Text provided:
= = = = =
Single by Nexz

from the EP Beat-Boxer
- Language: Korean
- Released: October 27, 2025
- Length: 2:36
- Label: JYP;
- Composers: Ronny Svendsen; Anne Judith Wik; Nermin Harambašić; Boots Ottestad; Carl Ryden; Jackie Hill Perry;
- Lyricists: Wihana; WWWave; WUTAN; Leslie;

Nexz singles chronology
| "One Bite" (2025) | "Beat-Boxer" (2025) | "Mmchk" (2026) |

Music video
- "Beat-Boxer" on YouTube

= Beat-Boxer =

Beat-Boxer is the sixth Korean-language single by Japanese boy band Nexz. It was released on October 27, 2025, by JYP Entertainment for their third EP of the same name Beat-Boxer.

==Composition==
"Beat-Boxer" lyrics were written by Wihana, WWWafe, WUTAN and Leslie. It was composed by Ronny Svendsen, Anne Judith Wik, Nermin Harambašić, Boots Ottestad, Carl Ryden and Jackie Hill Perry.

"Beat-Boxer" Is described as having an 2000s hip-hop and dance sound, that delivers a fresh and intense image reminiscent of boxing and a dance floor at the same time.

The song is composed in the key C-sharp Major and has 120 beats per minute and a running time of 2 minutes and 36 seconds. The English version of the song was released on October 31, 2025.
= = = = =
Given information:
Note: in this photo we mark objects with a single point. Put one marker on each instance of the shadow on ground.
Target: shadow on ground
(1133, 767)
= = = = =
Your goal:
Extend the article on the Nexz single "Beat-Boxer," picking up after its final sentence.

Written reply:
==Promotion==
Nexz performed "Beat-Boxer" on music programs such as Show Champion on November 5, SBS's Inkigayo on November 9. Music Bank on October 31, November 7, November 14 and Show! Music Core on October 30.

==Music video==
The music video show the Nexz members who turned into boxers climb into a boxing ring and perform. At the end of the video, there is a dance battle of the three teams of Nexz. It was directed by Bang Jae-yeob.

==Accolades==

List of awards and nominations received by "Beat-Boxer"
| Ceremony | Year | Category | Result | Ref. |
|---|---|---|---|---|
| TMELive International Music Awards | 2026 | Global Trend Songs Top 10 | Won |  |

==Charts==

Chart performance for "Beat-Boxer"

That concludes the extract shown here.